_Texto propuesto_.
La escritora alemana narra en ‘Kairós’, premio Booker 2024, una historia de amor en el contexto del fin de la RDA

Jenny Erpenbeck disecciona el trauma de la Alemania dividida

Jenny Erpenbeck. | Wikipedia

La relación entre un escritor maduro con una joven de 19 años en el marco de las últimas décadas de la RDA y la caída del Muro, le ha valido el Premio Man Booker Internacional 2024 a Jenny Erpenbeck (Berlín Este, 1967). La autora, que debutó en 1990 y se ha dedicado a la dirección escénica de ópera, se sirve de las vivencias de los personajes para proyectar un fresco de amplio alcance que ahonda en las tensiones contemporáneas y el pasado reciente. Si en Yo voy, tú vas, él va (2015) se centraba en la crisis de refugiados, en Kairós (2021; Anagrama, 2023, trad. Neila García Salgado) retrocede al siglo XX para adentrarse en el trauma de la Alemania dividida y la inseguridad ciudadana ante la unificación.

_Tu tarea_.
Prolonga el artículo sobre la novela «Kairós» de Jenny Erpenbeck, empezando justo después de su última oración.

_Registros_.
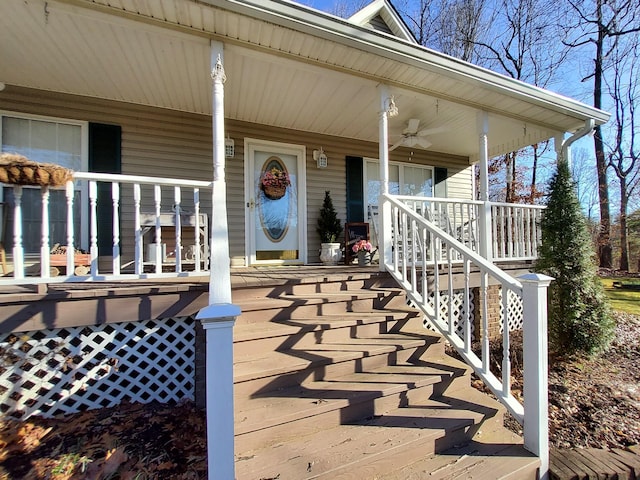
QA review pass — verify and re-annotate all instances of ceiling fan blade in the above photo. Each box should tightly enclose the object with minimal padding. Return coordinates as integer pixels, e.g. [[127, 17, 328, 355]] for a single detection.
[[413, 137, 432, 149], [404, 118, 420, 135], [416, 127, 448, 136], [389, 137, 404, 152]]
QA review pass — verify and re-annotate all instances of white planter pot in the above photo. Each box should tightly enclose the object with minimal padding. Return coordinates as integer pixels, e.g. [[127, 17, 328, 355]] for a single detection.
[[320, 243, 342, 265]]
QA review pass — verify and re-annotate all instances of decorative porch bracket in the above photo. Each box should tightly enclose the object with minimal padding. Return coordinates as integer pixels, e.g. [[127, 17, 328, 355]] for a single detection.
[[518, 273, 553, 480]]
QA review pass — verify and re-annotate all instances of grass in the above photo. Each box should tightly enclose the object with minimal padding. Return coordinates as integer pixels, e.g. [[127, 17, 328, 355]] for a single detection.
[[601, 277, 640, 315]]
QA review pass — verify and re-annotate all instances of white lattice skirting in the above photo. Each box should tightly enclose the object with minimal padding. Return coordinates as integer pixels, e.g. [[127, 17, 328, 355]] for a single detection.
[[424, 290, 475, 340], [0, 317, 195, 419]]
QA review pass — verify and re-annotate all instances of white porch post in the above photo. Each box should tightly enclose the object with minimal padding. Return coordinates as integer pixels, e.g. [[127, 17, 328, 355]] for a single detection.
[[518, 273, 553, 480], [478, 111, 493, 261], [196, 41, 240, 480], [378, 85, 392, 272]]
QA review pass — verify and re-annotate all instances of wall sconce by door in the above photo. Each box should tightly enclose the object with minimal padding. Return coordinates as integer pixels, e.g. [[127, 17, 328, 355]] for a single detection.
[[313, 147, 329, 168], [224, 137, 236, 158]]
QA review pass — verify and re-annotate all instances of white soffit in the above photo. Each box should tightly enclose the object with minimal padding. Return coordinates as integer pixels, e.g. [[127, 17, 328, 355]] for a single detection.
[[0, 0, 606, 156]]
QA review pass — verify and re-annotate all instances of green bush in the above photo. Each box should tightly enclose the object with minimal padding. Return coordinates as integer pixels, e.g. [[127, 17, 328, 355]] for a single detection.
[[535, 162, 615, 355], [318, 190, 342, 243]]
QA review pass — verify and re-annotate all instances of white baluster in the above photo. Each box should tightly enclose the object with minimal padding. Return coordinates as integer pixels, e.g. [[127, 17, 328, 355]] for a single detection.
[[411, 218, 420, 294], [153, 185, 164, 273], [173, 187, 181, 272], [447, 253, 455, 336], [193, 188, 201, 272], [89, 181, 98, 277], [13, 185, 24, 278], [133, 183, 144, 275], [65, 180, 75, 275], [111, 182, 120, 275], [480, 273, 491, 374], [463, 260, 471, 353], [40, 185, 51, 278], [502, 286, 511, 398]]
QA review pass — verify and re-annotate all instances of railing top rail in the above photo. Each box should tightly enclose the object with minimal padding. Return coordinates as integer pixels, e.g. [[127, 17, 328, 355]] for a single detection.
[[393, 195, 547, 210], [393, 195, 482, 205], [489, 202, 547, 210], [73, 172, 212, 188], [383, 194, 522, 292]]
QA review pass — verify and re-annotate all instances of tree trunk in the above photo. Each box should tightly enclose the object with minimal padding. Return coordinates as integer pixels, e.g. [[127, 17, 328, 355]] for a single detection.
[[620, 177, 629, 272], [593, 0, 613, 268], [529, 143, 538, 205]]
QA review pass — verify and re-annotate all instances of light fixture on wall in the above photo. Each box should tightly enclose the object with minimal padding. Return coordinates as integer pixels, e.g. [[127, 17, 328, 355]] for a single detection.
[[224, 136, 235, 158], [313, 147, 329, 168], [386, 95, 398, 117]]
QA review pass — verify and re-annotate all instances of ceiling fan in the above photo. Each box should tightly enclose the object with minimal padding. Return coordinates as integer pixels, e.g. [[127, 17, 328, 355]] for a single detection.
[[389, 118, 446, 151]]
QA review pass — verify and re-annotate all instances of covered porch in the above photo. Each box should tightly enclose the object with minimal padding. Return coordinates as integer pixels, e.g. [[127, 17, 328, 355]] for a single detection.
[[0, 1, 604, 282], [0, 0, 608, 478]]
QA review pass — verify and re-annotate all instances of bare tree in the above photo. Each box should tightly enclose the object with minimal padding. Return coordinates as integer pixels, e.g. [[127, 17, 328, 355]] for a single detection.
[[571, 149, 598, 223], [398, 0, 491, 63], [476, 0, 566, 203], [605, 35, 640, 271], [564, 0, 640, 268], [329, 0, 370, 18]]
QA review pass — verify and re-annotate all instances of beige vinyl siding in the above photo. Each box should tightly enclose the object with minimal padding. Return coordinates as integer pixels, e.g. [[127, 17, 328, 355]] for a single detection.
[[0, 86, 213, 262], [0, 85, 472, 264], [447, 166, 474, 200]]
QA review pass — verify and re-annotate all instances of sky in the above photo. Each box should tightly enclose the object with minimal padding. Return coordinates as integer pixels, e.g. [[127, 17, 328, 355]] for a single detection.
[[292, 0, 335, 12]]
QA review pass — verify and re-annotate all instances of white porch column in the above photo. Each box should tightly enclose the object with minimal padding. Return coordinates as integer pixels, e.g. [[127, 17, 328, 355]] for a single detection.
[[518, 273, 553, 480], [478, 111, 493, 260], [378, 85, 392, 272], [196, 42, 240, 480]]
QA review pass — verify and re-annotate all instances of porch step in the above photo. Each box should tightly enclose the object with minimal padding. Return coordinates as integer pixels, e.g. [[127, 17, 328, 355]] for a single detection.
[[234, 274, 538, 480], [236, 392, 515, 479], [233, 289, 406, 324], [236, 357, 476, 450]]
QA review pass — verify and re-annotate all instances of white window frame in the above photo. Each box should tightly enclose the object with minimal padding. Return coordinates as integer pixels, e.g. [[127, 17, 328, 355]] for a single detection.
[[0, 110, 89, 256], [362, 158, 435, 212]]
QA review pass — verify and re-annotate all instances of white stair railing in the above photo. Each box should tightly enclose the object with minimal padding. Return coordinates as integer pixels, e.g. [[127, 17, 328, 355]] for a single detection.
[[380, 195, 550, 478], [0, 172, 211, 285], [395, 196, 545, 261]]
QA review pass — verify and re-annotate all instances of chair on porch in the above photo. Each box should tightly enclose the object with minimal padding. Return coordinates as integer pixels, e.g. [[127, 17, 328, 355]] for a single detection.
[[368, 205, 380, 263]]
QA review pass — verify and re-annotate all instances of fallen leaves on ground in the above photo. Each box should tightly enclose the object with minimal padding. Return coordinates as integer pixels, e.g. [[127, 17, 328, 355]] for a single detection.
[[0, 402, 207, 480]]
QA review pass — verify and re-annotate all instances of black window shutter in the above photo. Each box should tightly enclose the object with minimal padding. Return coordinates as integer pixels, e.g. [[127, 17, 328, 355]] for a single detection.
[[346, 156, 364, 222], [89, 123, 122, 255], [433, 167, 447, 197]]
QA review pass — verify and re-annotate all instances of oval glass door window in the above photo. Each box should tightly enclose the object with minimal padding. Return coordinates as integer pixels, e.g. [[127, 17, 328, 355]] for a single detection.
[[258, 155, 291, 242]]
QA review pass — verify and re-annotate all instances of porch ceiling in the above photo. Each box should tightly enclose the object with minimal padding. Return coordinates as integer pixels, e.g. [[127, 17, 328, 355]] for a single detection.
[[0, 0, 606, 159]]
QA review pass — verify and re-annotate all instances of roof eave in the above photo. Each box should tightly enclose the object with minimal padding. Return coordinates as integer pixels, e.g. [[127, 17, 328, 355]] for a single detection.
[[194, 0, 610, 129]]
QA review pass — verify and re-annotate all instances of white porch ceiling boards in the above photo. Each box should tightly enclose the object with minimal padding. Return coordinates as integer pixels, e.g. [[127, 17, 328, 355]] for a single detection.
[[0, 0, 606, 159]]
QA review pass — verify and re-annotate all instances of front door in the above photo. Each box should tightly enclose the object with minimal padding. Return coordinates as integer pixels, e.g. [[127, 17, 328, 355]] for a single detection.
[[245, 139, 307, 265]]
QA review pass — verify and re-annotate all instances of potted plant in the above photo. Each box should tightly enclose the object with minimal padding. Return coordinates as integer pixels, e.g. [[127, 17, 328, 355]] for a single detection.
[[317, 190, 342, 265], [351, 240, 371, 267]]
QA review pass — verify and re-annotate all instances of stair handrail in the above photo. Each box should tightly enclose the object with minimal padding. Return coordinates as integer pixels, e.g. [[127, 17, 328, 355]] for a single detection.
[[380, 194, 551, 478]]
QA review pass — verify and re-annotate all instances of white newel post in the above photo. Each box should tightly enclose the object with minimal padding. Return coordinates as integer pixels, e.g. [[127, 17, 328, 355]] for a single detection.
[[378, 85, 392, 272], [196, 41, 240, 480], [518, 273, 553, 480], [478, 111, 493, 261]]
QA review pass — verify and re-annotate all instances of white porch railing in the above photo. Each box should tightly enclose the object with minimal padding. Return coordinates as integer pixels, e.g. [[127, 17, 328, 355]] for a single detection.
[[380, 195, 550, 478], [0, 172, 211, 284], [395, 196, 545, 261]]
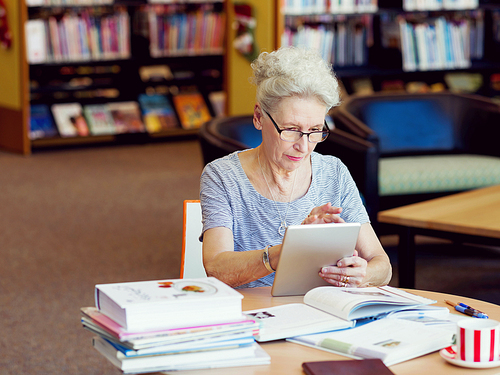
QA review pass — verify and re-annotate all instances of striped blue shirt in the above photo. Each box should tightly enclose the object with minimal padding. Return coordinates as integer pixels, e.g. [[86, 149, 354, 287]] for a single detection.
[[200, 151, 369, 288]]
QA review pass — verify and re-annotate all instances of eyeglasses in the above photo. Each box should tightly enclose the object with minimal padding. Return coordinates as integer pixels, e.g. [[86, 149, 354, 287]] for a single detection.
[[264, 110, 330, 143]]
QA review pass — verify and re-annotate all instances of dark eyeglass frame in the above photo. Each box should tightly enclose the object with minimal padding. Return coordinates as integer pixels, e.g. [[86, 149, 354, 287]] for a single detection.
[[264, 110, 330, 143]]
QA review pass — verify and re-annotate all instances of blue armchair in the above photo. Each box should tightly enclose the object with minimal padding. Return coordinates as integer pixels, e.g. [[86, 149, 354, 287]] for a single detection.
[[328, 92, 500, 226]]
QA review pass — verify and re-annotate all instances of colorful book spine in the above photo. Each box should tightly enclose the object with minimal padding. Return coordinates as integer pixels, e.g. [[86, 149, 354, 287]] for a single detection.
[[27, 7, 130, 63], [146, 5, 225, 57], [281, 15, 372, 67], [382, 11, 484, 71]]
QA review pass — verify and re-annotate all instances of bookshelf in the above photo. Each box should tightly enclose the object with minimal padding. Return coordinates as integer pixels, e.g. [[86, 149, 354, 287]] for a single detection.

_Respuesta del ejercicio_.
La narración parte del presente, cuando la relación ya concluyó y ella recibe la noticia de la muerte de él, lo que la empuja a recordar, a abrir las «cajas» de recuerdos. Él se llama Hans, está casado y tiene un hijo adolescente; es un hombre con más pasado que futuro. Ella, Katharina, trabaja en una editorial y está libre de ataduras; le espera una larga vida por delante. Corre el año 1986 cuando se conocen en Berlín Este. Hans no esconde su matrimonio ni sus otras amantes, tampoco hace promesas; Katharina se adapta a la clandestinidad, a la naturaleza esporádica de los encuentros, no le pide nada («Nos dan solo una parte de su vida, pero para nosotros lo son todo», p. 117). Adoptan por instinto los roles de mentor y alumna: él le habla de historia, de arte, alimenta su curiosidad porque sabe que, fuera del lecho, la sabiduría es lo único que puede ofrecerle («Mientras tenga preguntas para mí, su amor habrá de durar», p. 103).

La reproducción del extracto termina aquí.